_EXTRAIT FOURNI_:

M. B estime que les planchers mis en oeuvre, non conventionnels, ont permis le développement de la mérule, les bois (solives et parquets) se trouvant confinés, sans ventilation dans un immeuble ancien présentant à cet égard des risques (immeuble pierres bois ayant une fissure infiltrante en pignon Nord Ouest).

L'expert note encore que les traitements de la mérule réalisés en 2008 ont été imparfaits et non conformes (protocoles référents non respectés), la société Breizh Traitements ayant accepté d'effectuer des traitements partiels répétitifs sans résoudre le problème fondamental et prioritaire à savoir le traitement de l'humidité, ni déposer les bois infectés, ce qui aurait remis en cause le principe constructif retenu par le maître de l'ouvrage.

Les désordres constatés par l'expert, qui résultent directement des travaux effectués sous la maîtrise d'ouvrage du vendeur, compromettent indiscutablement la solidité de l'ouvrage au sens de l'article 1792 du Code civil puisque, outre l'infestation par la mérule, la structure porteuse des planchers doit être intégralement reprise. Il suffit à cet égard de rappeler que, selon l'expert dont les conclusions ne sont pas discutées, ces désordres mettent l'immeuble en péril.

La société de la Grande Place, venderesse ayant réalisé ou fait réaliser des travaux, est assimilée, en droit, à un constructeur (article 1792-1 précité) et ne peut être exonérée, comme elle le prétend, de la garantie légale au seul motif que ces travaux n'ont pas été effectués par elle même mais dans le cadre de contrats d'entreprises confiés à des tiers (dont elle s'est gardée au demeurant de communiquer les identités). Par ailleurs, elle ne conteste pas la recevabilité de l'action de l'acquéreur pour avoir été introduite dans le délai de dix ans de la mise à disposition de l'immeuble après achèvement des travaux (à défaut de réception).

C'est dès lors à bon droit que Mme V. agit contre son vendeur sur le fondement de la garantie décennale des constructeurs (et ce sans qu'il y ait lieu de statuer sur la garantie des vices cachés).

L'expert B a chiffré les travaux de reprises en fonction des deux hypothèses possibles, la première correspondant à un choix réparatoire (reconstitution des planchers porteurs sous les dalles béton actuelles) et la seconde à une reconstruction des planchers avec reprise de l'ensemble des lots techniques et des lots de finition. Le chiffrage de la première solution s'élève à la somme de 165'465 euros TTC (incluant le coût des travaux 144'000 euros TTC, de la maîtrise d'oeuvre 18.715 EUR TTC et celui des études 2.750 EUR TTC) et celui de la seconde solution à celle de 235.500 EUR TTC.

_CONSIGNE_: Recopiez sans rien changer le passage de l'extrait sur la mérule qui commence à « C'est dès lors » et se termine à « 235.500 EUR TTC. ».

_DONNÉES FOURNIES_:

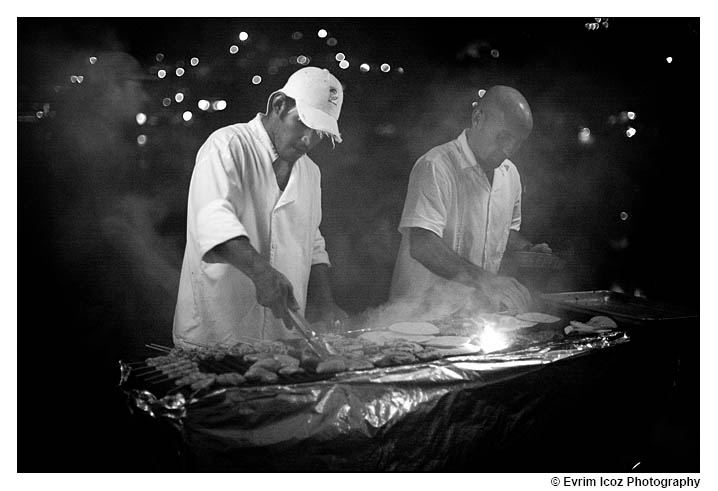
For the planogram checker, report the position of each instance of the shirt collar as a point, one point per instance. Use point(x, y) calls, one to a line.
point(261, 134)
point(470, 160)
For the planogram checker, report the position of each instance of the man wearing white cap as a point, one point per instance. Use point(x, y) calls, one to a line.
point(254, 209)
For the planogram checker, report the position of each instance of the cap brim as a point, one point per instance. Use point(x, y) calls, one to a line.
point(318, 120)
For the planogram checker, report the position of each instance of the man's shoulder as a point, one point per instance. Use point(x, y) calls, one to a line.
point(311, 167)
point(233, 132)
point(444, 156)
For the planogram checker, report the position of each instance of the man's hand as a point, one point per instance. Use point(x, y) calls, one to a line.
point(543, 248)
point(332, 318)
point(275, 292)
point(506, 293)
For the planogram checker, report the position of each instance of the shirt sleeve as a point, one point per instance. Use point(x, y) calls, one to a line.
point(319, 253)
point(516, 216)
point(427, 199)
point(215, 178)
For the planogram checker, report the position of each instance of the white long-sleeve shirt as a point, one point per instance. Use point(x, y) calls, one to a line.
point(450, 195)
point(233, 193)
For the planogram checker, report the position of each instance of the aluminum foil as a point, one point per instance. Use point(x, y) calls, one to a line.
point(408, 418)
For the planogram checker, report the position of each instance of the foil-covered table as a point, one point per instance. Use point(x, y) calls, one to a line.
point(470, 412)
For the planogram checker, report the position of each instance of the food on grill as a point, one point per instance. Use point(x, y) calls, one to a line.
point(382, 338)
point(429, 354)
point(354, 364)
point(291, 370)
point(448, 341)
point(505, 322)
point(538, 317)
point(255, 357)
point(262, 375)
point(286, 360)
point(203, 383)
point(231, 378)
point(270, 364)
point(415, 328)
point(598, 327)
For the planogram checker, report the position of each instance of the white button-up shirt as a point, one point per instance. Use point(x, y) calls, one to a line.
point(233, 193)
point(450, 195)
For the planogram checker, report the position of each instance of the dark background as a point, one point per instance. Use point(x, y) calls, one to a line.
point(102, 218)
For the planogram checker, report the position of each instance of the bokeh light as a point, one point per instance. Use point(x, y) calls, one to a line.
point(584, 135)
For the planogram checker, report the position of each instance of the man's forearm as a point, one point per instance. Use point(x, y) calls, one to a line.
point(320, 284)
point(239, 253)
point(428, 248)
point(517, 242)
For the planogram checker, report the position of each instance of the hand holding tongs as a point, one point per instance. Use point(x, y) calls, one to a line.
point(321, 348)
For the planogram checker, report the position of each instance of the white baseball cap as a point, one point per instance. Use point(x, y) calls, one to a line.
point(319, 97)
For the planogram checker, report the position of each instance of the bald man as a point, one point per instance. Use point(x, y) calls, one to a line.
point(463, 210)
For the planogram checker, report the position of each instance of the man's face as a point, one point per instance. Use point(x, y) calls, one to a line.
point(497, 141)
point(293, 138)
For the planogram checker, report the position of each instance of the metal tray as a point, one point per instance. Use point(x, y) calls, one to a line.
point(617, 305)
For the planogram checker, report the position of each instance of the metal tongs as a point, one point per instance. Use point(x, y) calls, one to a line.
point(320, 347)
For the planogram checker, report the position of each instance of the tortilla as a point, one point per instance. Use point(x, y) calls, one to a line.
point(448, 341)
point(538, 317)
point(414, 328)
point(603, 322)
point(384, 337)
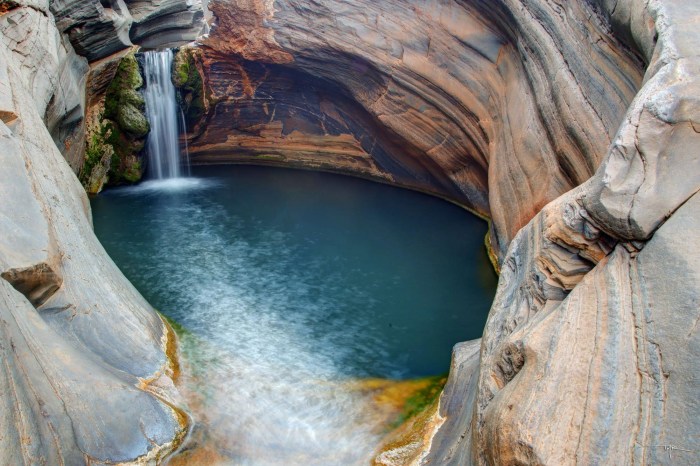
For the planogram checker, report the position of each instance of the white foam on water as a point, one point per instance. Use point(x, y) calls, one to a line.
point(270, 389)
point(166, 185)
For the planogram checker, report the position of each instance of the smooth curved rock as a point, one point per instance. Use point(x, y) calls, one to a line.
point(100, 28)
point(85, 376)
point(500, 106)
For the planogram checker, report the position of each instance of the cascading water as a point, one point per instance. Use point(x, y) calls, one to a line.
point(162, 112)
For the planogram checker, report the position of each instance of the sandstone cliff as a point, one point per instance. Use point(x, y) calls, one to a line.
point(498, 107)
point(85, 377)
point(574, 126)
point(505, 107)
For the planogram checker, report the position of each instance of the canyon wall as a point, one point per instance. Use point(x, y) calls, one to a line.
point(479, 102)
point(85, 375)
point(573, 126)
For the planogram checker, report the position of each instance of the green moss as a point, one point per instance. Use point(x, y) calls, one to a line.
point(115, 143)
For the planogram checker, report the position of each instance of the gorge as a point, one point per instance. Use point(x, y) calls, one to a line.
point(573, 126)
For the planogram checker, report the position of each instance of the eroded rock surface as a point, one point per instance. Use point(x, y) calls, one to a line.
point(574, 126)
point(85, 377)
point(497, 105)
point(99, 28)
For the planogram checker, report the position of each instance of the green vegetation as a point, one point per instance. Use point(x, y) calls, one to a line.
point(421, 399)
point(117, 137)
point(188, 83)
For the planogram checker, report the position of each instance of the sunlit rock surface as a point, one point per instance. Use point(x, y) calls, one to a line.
point(99, 28)
point(506, 107)
point(589, 355)
point(499, 107)
point(84, 377)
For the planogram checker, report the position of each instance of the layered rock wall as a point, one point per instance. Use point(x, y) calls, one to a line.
point(500, 106)
point(84, 376)
point(506, 107)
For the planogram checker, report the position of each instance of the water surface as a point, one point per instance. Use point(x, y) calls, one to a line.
point(290, 284)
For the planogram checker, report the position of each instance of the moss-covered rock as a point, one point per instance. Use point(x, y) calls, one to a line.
point(133, 121)
point(117, 136)
point(188, 82)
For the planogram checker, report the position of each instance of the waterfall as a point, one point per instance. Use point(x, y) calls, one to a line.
point(162, 112)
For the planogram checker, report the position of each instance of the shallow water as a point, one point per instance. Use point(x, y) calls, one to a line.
point(292, 283)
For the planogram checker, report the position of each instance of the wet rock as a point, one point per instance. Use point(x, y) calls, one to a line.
point(80, 345)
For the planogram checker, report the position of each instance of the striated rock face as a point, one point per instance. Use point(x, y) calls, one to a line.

_RÉPONSE RÉDIGÉE_:
C'est dès lors à bon droit que Mme V. agit contre son vendeur sur le fondement de la garantie décennale des constructeurs (et ce sans qu'il y ait lieu de statuer sur la garantie des vices cachés).

L'expert B a chiffré les travaux de reprises en fonction des deux hypothèses possibles, la première correspondant à un choix réparatoire (reconstitution des planchers porteurs sous les dalles béton actuelles) et la seconde à une reconstruction des planchers avec reprise de l'ensemble des lots techniques et des lots de finition. Le chiffrage de la première solution s'élève à la somme de 165'465 euros TTC (incluant le coût des travaux 144'000 euros TTC, de la maîtrise d'oeuvre 18.715 EUR TTC et celui des études 2.750 EUR TTC) et celui de la seconde solution à celle de 235.500 EUR TTC.